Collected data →
———

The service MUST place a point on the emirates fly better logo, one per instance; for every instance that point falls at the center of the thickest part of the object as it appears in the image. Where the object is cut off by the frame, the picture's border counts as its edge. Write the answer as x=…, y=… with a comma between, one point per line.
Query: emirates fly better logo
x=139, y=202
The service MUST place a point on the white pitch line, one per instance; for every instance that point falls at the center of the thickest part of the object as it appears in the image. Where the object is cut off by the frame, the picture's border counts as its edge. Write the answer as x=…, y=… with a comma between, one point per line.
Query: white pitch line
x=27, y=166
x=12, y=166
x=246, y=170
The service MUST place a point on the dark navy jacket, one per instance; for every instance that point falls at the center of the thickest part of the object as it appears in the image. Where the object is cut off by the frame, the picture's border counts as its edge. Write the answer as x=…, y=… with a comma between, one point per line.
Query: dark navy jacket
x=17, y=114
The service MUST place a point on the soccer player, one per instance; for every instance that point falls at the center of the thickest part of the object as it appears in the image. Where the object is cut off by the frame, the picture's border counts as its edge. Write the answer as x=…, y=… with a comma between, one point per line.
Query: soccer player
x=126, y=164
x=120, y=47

———

Turn everything in the listing from the start down to the line containing "x=246, y=170" into a two-column CSV with the headers "text" and "answer", giving one row for each text and its answer. Put each value in a quoted field and replace any line breaks with spaces.

text,answer
"The service MUST place a point on the emirates fly better logo, one per instance; for every instance that point falls at the center of the thickest part of the object as it appears in the image. Where the object is cut off by the frame, the picture's border counts as its edge. Write the answer as x=…, y=… with a comma between, one point per line. Query: emirates fly better logo","x=139, y=202"
"The service MUST place a point on the white pitch line, one per instance; for every instance that point falls at the center of the thickest part of the object as it appears in the image. Where the object is cut off by the frame, the picture's border counts as its edge. Write the answer as x=…, y=… with a comma between, one point per line. Query: white pitch line","x=27, y=166 x=12, y=166 x=246, y=170"